* _WHAT IS EXPECTED_: Locate each line of the records that contains the string "police" and copy it out in full. Letter case counts.

* _EXTRACTED RECORDS_:
------

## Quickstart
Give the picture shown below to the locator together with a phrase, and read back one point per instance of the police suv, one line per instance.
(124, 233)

------

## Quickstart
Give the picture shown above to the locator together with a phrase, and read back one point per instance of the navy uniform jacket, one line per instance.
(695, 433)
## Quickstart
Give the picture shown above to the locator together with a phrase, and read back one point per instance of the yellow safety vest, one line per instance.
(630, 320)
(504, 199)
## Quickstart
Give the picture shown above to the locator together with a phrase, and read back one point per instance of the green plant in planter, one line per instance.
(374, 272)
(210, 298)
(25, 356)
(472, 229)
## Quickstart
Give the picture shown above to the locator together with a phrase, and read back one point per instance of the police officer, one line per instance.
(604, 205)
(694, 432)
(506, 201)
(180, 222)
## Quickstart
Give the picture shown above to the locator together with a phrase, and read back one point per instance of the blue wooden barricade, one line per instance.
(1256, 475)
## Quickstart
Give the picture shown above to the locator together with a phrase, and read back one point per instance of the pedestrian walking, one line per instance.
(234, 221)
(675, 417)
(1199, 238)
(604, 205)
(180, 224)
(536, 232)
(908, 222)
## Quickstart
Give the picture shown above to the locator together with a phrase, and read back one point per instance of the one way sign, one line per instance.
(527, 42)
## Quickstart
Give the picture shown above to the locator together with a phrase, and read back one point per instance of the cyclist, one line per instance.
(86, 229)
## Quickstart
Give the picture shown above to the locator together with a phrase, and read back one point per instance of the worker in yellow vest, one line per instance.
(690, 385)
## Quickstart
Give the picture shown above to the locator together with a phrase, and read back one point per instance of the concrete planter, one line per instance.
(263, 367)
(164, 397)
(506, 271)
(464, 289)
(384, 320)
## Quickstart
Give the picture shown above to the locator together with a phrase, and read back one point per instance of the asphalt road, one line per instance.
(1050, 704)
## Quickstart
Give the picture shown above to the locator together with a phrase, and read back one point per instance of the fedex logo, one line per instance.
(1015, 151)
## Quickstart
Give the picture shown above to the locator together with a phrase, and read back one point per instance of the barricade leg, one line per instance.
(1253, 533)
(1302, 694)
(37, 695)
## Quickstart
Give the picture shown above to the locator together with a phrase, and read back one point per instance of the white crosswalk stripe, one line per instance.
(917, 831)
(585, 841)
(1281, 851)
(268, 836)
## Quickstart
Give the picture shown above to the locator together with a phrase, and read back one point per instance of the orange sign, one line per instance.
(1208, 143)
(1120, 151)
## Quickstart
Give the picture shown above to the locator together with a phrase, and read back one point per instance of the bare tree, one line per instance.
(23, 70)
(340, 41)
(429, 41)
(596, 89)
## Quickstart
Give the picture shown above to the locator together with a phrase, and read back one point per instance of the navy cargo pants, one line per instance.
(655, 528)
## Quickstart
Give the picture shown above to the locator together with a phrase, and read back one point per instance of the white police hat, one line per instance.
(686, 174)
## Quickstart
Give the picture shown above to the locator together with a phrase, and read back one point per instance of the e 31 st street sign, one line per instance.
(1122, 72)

------

* _OUTPUT OF THE TASK_:
Give the picture shown below to the locator together with a phrase, and read back one point per instance of the police suv, one line per instance.
Give the picture shown above to the locator together with a phrase, and read back one point per instance of the police officer, one line per instance.
Give the picture shown above to the locator together with a phrase, and read back one point per instance of the white police hat, one line per instance.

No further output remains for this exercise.